-- start of DATASET ROWS --

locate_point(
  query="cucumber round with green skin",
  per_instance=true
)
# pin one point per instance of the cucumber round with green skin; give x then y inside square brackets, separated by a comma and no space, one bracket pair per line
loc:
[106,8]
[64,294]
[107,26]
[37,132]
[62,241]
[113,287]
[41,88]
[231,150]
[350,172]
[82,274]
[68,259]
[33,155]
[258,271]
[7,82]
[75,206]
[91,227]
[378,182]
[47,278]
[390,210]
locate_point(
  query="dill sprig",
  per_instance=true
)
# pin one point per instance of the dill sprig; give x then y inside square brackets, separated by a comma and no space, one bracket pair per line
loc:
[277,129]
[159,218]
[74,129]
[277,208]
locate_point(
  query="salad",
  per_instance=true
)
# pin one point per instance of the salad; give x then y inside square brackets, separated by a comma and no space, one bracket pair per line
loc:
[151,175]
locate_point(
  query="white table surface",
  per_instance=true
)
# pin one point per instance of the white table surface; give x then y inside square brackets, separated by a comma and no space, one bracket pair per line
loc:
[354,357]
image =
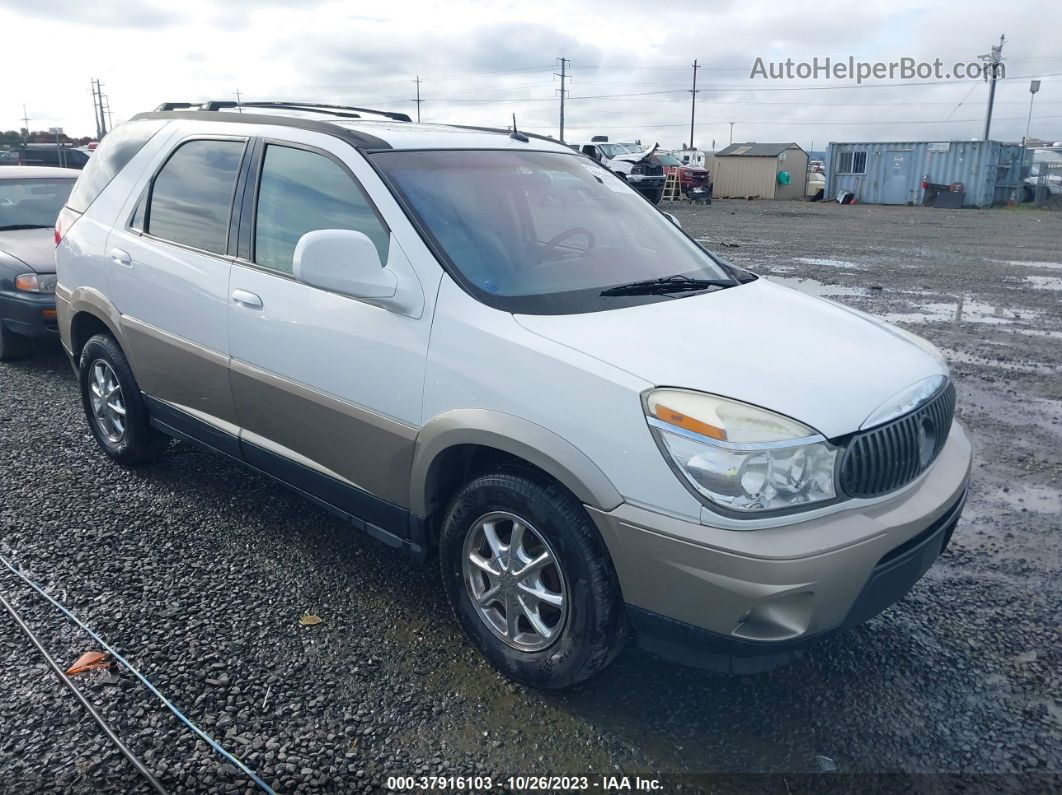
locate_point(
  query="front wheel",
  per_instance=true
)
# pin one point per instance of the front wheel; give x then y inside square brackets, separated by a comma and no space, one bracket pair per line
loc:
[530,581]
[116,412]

-- end of DATASET ROWS --

OBJECTIVE: Skip the pictures, then retype every line above exactly.

RESPONSE TO THE EXERCISE:
locate_point(
  query="cucumber round with green skin",
  per_instance=true
)
# pin one point per instance of the cucumber round with green skin; give x then y inside square brackets, separated by a comma and no space, one bracket pair per line
loc:
[106,8]
[64,294]
[107,26]
[37,132]
[62,241]
[113,287]
[41,88]
[231,150]
[350,172]
[82,274]
[68,259]
[33,155]
[258,271]
[7,82]
[75,206]
[91,227]
[378,182]
[47,278]
[390,210]
locate_point(
  query="dill sprig",
  per_instance=true
)
# pin one point per instance of the dill sprig; give x then y inside square brackets, separated by a comma and no space, one bracket pair per line
loc:
[277,129]
[159,218]
[74,129]
[277,208]
locate_point(
  query="salad",
  per_instance=true
)
# pin one point per instance of the salad; give x then y inside square brackets, separated by a comma and no space, one bracket pair per line
loc:
[151,175]
locate_point(
  query="white table surface",
  per_instance=true
)
# pin one point per instance of the white table surface; give x then y inside square brackets, separated by a comma and no space, one bracket pair per line
loc:
[354,357]
image =
locate_point(
  query="front wheel",
  per_instance=true
)
# pin one point per instance of the front wheel; give x then y inside square brackets, separated by a comma and no space, one bracket pair per line
loc:
[530,581]
[116,412]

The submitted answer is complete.